> **Problem**: Check every line of the entries below for the word "following", then give only the number of lines that have it.

> **Given information**:
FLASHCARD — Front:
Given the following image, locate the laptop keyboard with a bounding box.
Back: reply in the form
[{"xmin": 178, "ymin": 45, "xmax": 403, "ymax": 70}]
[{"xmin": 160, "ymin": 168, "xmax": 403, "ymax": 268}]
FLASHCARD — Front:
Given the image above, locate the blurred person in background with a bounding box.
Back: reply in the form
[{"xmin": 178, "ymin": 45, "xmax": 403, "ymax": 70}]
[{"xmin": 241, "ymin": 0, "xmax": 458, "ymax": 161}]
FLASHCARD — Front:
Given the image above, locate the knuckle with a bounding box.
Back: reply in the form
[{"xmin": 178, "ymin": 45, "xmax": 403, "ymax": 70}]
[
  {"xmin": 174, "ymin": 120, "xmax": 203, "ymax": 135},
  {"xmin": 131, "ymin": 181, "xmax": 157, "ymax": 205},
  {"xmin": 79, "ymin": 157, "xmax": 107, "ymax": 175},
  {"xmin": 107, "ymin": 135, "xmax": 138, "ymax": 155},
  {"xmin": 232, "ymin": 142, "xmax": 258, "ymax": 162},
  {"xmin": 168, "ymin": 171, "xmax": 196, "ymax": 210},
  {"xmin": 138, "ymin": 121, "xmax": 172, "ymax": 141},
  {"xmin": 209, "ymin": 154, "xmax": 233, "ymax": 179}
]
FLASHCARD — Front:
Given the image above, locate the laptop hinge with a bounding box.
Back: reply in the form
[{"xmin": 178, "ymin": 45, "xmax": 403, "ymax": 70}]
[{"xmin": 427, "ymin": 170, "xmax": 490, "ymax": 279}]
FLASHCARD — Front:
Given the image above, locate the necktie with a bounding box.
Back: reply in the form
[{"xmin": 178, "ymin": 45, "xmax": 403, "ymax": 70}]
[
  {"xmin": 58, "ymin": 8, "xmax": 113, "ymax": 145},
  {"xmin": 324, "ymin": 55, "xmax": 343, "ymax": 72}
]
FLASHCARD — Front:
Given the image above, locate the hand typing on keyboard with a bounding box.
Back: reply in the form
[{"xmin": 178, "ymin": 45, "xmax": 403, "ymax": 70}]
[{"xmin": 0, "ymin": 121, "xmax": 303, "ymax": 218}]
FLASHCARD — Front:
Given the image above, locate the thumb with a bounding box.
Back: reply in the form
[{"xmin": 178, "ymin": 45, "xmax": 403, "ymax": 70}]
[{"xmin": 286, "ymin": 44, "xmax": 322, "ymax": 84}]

...

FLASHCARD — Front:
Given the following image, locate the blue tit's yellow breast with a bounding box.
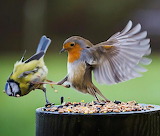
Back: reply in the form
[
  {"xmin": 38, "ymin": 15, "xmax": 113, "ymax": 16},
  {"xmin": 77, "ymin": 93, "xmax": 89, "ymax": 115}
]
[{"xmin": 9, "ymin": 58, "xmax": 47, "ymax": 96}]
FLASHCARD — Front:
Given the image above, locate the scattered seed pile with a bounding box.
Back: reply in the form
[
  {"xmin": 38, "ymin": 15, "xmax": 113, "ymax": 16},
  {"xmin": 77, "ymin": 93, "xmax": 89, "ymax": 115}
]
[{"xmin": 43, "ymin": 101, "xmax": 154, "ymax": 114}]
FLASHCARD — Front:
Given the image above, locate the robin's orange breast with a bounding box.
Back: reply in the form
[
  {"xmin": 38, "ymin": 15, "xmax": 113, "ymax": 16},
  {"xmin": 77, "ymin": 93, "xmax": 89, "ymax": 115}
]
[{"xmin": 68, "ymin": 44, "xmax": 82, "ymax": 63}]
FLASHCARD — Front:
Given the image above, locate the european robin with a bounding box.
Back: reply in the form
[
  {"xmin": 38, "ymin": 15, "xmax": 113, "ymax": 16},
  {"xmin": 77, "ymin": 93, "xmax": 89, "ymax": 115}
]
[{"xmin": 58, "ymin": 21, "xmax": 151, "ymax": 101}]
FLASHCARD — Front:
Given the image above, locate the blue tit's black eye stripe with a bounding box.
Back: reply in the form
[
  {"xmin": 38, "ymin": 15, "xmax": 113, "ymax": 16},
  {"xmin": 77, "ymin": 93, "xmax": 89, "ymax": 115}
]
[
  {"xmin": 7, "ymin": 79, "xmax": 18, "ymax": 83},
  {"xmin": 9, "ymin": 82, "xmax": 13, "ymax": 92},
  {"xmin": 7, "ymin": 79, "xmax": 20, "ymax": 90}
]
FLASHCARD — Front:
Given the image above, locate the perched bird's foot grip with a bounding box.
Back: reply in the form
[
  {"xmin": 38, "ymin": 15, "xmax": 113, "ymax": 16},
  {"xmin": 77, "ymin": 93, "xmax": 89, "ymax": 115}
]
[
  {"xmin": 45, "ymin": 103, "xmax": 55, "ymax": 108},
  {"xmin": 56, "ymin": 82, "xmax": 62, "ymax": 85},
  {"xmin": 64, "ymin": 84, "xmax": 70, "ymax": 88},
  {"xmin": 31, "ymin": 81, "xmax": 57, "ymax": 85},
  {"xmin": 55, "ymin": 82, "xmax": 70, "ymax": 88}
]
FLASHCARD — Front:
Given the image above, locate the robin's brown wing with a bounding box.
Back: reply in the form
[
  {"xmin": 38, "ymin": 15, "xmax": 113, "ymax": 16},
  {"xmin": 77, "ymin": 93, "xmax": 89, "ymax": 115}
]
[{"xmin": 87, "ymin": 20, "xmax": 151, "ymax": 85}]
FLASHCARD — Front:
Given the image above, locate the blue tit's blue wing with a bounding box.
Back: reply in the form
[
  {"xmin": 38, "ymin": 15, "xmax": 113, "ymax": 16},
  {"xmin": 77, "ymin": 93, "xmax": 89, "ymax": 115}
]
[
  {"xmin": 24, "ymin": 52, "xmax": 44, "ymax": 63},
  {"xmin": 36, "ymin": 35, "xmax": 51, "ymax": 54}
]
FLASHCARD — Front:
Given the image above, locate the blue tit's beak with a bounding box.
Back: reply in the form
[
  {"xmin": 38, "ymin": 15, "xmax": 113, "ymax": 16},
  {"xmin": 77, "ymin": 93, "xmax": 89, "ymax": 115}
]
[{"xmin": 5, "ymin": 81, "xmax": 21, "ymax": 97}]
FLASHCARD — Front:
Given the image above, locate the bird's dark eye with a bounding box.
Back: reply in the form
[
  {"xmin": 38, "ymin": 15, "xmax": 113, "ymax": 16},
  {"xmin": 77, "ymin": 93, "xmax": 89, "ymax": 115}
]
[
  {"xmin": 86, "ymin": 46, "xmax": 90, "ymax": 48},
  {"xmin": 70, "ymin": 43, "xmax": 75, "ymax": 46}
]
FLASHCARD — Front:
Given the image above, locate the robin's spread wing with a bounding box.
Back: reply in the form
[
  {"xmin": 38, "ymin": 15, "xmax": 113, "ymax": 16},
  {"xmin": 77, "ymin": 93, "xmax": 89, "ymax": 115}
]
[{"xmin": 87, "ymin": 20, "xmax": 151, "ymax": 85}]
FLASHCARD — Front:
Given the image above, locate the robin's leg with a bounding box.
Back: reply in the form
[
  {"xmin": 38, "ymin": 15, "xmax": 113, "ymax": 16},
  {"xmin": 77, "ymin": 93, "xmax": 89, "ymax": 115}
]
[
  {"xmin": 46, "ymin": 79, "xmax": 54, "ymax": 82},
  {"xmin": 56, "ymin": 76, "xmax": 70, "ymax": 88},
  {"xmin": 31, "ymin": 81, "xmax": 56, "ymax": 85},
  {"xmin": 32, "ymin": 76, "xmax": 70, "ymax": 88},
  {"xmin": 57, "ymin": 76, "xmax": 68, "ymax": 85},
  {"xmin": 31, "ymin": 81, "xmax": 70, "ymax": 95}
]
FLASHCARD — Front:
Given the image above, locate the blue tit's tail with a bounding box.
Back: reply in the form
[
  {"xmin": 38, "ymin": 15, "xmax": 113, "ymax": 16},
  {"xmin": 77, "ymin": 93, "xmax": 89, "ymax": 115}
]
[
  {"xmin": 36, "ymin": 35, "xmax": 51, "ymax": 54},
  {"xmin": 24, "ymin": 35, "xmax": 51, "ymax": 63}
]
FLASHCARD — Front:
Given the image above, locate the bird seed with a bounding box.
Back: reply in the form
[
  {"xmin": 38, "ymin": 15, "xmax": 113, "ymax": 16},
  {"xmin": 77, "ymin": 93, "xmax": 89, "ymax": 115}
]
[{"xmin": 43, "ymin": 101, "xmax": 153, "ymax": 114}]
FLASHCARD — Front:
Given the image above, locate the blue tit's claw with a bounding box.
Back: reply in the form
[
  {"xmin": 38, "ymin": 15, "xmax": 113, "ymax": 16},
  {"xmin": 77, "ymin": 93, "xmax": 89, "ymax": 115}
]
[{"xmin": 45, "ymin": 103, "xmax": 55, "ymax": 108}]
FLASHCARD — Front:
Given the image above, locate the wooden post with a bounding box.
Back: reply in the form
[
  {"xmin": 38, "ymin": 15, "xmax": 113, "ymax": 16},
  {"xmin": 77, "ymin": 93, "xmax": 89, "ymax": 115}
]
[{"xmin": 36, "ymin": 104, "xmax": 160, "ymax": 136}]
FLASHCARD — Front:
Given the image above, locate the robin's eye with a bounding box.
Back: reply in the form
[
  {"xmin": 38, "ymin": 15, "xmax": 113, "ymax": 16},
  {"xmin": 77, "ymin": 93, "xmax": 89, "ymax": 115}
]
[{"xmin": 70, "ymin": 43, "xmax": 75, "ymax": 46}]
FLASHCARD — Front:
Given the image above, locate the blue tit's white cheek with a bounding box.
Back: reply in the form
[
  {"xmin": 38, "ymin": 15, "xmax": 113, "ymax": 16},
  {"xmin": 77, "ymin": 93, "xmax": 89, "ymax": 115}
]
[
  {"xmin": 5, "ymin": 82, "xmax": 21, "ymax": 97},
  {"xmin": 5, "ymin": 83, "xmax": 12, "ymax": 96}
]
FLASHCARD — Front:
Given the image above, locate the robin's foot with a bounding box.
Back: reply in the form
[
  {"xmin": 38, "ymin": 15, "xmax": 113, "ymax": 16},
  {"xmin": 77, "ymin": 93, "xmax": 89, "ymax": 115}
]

* * *

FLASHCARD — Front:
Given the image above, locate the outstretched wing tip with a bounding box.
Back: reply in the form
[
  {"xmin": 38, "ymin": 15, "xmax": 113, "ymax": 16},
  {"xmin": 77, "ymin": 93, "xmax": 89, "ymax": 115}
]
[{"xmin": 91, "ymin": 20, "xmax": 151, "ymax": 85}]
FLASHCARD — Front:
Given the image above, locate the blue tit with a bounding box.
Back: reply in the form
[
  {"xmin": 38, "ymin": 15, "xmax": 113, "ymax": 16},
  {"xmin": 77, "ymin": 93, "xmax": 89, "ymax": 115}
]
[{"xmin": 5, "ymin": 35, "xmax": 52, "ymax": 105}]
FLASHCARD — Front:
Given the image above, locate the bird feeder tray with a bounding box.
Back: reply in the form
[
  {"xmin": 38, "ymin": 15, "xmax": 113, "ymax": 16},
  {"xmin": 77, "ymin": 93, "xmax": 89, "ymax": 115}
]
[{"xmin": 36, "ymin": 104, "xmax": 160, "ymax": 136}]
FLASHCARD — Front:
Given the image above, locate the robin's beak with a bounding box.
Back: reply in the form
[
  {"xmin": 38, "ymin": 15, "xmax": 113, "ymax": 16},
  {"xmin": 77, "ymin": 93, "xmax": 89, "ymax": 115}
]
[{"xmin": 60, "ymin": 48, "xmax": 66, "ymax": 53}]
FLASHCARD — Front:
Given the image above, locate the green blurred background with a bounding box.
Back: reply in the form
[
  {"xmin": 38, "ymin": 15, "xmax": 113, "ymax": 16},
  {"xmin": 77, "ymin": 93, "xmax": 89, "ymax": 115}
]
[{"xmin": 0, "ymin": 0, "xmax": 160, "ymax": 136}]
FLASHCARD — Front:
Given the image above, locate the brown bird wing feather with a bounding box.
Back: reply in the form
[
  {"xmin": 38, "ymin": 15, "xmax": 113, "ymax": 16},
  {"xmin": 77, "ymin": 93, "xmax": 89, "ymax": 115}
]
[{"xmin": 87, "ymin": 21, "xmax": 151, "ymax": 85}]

> **Solution to this problem**: 2